§ **Work item**:
Reproduce word for word the line that contains "Mark the train" and every line after it to the end of the records, with nothing else added.

§ **Data excerpts**:
----
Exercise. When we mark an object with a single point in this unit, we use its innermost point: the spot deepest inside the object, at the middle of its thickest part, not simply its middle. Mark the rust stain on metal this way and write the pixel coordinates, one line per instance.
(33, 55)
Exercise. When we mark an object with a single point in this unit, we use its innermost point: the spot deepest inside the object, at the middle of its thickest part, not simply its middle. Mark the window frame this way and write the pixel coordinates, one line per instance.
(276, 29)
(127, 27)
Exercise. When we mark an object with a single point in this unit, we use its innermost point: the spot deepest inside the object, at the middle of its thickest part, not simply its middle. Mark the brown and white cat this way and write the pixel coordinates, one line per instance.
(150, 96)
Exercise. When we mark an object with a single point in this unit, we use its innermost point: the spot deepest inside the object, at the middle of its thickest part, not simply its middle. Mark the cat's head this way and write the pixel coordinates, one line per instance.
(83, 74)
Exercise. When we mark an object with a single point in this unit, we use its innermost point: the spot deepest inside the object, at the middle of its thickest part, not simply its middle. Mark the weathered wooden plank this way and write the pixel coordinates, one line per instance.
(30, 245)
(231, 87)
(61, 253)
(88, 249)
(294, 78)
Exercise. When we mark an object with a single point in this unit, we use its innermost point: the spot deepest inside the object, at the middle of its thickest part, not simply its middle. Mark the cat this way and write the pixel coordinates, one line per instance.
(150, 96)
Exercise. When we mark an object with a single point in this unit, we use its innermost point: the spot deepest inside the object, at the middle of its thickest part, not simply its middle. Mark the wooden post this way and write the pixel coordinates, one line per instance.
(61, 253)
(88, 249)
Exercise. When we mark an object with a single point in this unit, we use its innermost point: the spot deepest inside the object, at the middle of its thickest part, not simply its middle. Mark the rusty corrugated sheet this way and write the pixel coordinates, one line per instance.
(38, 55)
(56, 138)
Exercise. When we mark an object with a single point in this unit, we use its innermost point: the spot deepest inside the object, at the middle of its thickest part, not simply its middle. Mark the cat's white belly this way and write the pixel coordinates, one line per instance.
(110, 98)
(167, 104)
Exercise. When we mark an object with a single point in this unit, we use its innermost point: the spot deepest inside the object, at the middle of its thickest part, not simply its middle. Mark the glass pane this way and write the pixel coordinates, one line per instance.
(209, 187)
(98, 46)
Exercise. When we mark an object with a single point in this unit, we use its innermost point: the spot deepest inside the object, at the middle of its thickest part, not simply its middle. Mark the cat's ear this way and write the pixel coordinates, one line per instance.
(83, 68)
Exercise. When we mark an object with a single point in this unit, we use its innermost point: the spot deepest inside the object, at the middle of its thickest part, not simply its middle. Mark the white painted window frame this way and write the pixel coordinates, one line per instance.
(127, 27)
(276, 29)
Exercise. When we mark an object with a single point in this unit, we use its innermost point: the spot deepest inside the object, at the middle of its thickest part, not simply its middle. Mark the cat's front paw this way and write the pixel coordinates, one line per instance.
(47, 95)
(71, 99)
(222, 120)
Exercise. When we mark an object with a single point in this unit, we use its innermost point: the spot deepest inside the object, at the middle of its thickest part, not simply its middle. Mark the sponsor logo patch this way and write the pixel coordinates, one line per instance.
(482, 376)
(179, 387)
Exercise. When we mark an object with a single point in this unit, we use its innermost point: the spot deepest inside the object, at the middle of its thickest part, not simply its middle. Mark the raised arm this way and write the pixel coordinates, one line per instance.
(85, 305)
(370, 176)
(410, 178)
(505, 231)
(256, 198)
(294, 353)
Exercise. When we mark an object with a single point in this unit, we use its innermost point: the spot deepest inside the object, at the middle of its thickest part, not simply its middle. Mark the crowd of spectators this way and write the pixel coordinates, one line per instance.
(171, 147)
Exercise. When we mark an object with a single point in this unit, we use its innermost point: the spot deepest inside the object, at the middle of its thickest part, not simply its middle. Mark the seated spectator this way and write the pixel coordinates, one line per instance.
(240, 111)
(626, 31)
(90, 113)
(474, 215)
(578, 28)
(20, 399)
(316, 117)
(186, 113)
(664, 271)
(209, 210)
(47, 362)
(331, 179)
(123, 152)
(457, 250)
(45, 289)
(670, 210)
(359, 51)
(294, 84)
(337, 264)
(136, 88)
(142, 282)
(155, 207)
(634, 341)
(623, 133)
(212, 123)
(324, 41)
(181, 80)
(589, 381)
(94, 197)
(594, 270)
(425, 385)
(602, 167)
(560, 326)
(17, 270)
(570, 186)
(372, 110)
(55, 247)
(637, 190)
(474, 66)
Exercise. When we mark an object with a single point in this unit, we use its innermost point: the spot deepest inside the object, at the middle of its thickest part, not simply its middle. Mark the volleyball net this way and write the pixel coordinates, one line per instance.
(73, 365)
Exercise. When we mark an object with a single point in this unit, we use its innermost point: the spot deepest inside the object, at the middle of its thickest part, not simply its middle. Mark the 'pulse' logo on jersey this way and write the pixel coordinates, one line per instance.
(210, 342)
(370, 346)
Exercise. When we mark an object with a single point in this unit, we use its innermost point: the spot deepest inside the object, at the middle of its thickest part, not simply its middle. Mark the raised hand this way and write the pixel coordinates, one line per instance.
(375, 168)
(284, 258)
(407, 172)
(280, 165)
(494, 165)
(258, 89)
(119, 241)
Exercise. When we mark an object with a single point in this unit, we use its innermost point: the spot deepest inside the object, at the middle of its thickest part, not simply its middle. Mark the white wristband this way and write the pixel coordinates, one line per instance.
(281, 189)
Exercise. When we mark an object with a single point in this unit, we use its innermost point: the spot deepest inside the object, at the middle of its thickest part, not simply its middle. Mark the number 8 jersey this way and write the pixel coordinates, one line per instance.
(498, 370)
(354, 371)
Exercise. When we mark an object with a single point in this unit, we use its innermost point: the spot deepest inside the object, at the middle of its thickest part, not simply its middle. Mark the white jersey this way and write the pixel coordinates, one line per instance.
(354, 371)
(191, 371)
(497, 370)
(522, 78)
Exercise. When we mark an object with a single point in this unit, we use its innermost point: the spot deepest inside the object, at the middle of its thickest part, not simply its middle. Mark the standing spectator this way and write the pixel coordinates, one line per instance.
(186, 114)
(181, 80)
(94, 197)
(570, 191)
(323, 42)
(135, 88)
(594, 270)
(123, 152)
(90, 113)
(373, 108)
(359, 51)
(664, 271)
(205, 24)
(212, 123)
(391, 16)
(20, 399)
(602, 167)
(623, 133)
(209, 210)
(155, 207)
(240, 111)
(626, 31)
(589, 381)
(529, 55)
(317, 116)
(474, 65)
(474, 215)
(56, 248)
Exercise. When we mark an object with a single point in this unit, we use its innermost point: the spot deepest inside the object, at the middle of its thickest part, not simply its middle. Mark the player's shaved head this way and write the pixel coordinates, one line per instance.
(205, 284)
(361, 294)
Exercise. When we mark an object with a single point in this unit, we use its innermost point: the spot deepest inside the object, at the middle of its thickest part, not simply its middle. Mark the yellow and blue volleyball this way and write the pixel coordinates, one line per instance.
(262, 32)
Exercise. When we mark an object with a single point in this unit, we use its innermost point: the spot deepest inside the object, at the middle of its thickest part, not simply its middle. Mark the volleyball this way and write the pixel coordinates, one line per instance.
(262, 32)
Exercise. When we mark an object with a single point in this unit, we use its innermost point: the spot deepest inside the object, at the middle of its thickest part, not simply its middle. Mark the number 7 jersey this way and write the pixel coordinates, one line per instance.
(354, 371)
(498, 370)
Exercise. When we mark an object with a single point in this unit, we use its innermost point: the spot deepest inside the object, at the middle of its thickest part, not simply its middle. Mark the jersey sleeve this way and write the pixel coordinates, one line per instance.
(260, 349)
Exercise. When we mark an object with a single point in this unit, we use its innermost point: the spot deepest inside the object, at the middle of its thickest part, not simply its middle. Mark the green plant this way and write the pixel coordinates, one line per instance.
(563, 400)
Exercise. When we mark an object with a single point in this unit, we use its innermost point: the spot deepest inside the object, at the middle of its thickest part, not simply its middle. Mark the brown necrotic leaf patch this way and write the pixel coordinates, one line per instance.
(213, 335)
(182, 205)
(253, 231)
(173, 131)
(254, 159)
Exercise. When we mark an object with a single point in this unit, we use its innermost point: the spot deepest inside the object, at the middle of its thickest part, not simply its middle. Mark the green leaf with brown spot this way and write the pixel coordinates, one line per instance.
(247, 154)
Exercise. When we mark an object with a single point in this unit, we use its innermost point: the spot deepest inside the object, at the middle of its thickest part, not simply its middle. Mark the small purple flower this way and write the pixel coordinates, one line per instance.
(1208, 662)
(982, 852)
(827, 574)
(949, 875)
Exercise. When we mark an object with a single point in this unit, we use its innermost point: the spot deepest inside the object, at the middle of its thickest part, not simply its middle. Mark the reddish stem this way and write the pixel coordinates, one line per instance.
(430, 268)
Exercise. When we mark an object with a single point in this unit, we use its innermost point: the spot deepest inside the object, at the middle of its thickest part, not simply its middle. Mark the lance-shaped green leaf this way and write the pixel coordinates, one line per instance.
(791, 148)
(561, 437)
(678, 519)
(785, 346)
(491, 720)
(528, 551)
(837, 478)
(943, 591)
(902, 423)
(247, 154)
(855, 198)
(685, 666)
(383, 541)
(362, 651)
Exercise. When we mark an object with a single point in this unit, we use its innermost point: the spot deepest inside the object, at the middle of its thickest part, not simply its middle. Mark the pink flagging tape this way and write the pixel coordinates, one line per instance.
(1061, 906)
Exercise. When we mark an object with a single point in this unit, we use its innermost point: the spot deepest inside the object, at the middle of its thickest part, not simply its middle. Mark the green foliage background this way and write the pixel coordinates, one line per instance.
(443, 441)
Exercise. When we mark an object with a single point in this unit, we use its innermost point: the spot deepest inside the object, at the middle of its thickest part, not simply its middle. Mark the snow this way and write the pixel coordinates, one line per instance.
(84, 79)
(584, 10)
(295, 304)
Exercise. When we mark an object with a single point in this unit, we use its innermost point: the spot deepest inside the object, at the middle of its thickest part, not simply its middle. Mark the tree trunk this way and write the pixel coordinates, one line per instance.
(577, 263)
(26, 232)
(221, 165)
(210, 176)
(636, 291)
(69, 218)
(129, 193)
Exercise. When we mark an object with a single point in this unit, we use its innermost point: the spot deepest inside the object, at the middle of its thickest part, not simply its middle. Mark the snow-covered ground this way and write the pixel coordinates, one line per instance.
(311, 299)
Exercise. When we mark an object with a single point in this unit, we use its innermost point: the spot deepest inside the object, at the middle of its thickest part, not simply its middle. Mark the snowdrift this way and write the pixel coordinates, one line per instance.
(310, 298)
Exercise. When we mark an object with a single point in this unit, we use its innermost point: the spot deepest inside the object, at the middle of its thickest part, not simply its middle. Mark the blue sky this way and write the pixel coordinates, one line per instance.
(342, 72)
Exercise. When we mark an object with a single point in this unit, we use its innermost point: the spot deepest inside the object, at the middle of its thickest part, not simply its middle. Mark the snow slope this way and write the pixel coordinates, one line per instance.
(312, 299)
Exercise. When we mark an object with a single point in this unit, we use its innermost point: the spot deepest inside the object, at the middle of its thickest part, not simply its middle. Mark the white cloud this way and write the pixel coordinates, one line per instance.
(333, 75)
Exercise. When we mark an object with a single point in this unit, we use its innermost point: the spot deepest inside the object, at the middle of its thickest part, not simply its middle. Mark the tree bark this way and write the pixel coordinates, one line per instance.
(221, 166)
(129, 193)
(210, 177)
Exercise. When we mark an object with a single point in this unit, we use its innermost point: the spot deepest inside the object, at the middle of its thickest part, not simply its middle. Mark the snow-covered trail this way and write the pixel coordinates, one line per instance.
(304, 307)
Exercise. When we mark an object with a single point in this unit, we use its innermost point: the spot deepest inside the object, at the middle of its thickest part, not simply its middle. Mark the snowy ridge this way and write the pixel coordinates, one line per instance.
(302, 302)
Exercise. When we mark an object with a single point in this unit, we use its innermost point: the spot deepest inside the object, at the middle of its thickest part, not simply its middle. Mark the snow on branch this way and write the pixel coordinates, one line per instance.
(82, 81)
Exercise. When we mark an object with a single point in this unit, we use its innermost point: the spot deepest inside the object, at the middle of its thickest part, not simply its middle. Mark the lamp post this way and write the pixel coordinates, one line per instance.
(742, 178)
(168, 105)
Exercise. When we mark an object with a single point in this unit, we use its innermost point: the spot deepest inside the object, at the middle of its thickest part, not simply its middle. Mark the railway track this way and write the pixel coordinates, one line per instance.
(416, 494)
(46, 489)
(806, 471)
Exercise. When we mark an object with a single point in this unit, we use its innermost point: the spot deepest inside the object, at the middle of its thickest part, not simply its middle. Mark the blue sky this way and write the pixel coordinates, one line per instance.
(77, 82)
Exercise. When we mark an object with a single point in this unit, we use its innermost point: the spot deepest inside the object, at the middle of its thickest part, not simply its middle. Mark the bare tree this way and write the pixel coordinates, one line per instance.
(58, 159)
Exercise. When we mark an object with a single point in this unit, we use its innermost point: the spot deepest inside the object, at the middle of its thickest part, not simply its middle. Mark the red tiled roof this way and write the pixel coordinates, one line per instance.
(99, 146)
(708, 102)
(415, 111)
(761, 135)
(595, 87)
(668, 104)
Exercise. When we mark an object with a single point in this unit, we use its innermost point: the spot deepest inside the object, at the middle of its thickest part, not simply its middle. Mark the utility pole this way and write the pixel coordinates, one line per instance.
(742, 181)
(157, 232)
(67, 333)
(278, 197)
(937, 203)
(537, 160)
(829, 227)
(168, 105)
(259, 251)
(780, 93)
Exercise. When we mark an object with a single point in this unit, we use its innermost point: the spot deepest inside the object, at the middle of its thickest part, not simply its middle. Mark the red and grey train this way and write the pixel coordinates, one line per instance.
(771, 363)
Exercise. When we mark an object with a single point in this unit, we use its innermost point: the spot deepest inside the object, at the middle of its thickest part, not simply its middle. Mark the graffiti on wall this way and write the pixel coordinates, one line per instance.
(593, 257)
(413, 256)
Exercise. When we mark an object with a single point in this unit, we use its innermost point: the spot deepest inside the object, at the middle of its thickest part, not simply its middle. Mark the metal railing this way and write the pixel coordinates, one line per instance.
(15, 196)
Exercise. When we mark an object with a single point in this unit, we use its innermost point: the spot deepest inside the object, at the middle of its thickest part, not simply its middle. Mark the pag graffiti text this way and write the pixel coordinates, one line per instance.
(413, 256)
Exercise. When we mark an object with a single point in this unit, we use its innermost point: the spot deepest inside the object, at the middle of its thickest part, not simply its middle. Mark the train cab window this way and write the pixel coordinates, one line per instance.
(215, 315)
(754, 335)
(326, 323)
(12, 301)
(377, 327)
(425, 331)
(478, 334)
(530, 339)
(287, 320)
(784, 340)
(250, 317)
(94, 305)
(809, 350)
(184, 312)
----
§ **Solution**:
Exercise. When we mark an object with a single point in this unit, we use its innermost point: the spot deepest inside the object, at the middle of its thickest part, not simply its middle. Mark the train cab window this way and write the pixel coordinates, one line per instance.
(215, 315)
(754, 335)
(326, 323)
(12, 301)
(377, 327)
(425, 331)
(478, 334)
(530, 339)
(287, 320)
(784, 340)
(250, 317)
(94, 305)
(809, 350)
(184, 312)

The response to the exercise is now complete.